EXTRAIT DU TEXTE:

----------

Stanley et le mystère pascal (2)
Deuxième partie: la Résurrection
Stanley Okonkwo, omv
NDLR : Voici la deuxième partie du témoignage de Stanley :
UN MISSIONNAIRE PARMI SON PEUPLE: MON EXPÉRIENCE DANS UNE BASE MILITAIRE
Les années 2020 et 2021 ont été très difficiles pour tout le monde. Où que nous vivions sur cette planète, nous avons tous subi les effets négatifs de cette pandémie dans nos vies. Nos relations humaines et notre travail ont subi les contre-coups de ce fléau mondial. Voici
Personnellement, j'ai été dévasté par ce qui m’est arrivé. Je me suis même reproché d'avoir voyagé sans savoir ce que Dieu avait prévu pour moi. J’ai totalement oublié la promesse que Dieu nous fait par l'intermédiaire du prophète Jérémie. Dieu dit : "Moi, je connais les pensées que je forme à votre sujet- oracle du Seigneur -, pensées de paix et non de malheur, pour vous donner un avenir et une espérance " (Jérémie 29:11).
Les premiers jours après mon refus à l'aéroport ont été très difficiles. Je ne savais que faire et j'ignorais ce que l'avenir me réservait, jusqu'à ce que le Délégué des Oblats de la Vierge Marie au Nigéria me demande si je serais prêt à aider un confrère Oblat qui est aumônier militaire et qui a avait besoin d'aide à ce moment précis. Il devait suivre une formation pour jeunes officiers qui durerait trois mois et il me suppliait d'accepter de le remplacer pendant le temps où il serait absent. La base militaire est une paroisse. Le rôle de l'aumônier est donc celui d'un curé: présider les messes, les baptêmes, les mariages, etc. Mon confrère Oblat était devenu curé de la paroisse tout récemment, seulement deux semaines avant de partir pour sa formation comme officier. Et pendant ces deux semaines, il n'avait célébré qu'une messe dominicale avec ses paroissiens.

----------

LISTE DES LIGNES:
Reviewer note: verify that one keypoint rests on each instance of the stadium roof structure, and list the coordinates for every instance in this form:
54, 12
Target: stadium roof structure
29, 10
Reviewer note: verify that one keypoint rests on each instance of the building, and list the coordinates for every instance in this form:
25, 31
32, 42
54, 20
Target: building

----------

CONSIGNE 1:
Répondez à ces questions sur le témoignage de Stanley :
(a) Par l'intermédiaire de quel prophète Dieu fait-il la promesse citée ?
(b) Combien de temps devait durer la formation pour jeunes officiers ?
(c) Combien de messes dominicales le confrère oblat avait-il célébrées avec ses paroissiens avant de partir ?
CONSIGNE 2:
Poursuivez le témoignage de Stanley à partir de sa dernière phrase.
Les lignes ne jouent aucun rôle ici.

RÉPONSE 1:
(a) Le prophète Jérémie.
(b) Trois mois.
(c) Une seule.

RÉPONSE 2:
En apprenant ce qu'on attendait de moi, je me suis dit: "Regardez ces gens; est-ce qu’ils s’attendent à ce que je reste dans ce pays durant trois mois ?" Même si à ce moment-là, Montréal était encore confiné et que par conséquent mon absence ne serait pas trop remarquée, je ne voulais vraiment pas rester en dehors de mon lieu d’affectation principale pendant 3 mois. Cette pensée troublait mon esprit. Mon visage devait en dire long car à sa vue, le délégué s'est contenté de me demander d'y réfléchir pendant quelque temps, tout en précisant que quant à lui, il aimerait beaucoup que j'accepte cette proposition. Il a aussi ajouté que je pourrais facilement quitter la paroisse si ma situation se résolvait.
Mon confrère aumônier m’a téléphoné et m'a supplié de venir à son aide tout en me disant que selon lui, c'était Dieu qui m'envoyait à son secours. J’ai accepté à contrecœur mais à deux conditions: la première étant que lorsque mes documents seraient prêts, je partirais immédiatement pour le Canada et la seconde condition était que je ne resterais pas les trois mois au complet. Je lui ai dit que je resterais quelque temps, mais que quelqu’un d’autre viendra ensuite me remplacer. À ce moment-là, j’étais encore très en colère face à ma situation. J’avais perdu tout intérêt, à tel point que je n'avais même par le goût de faire des démarches à Immigration Canada, en vue de l'obtention de mon permis de travail, ce qui me rendrait éligible pour revenir au Canada. J'étais vraiment affaibli psychologiquement.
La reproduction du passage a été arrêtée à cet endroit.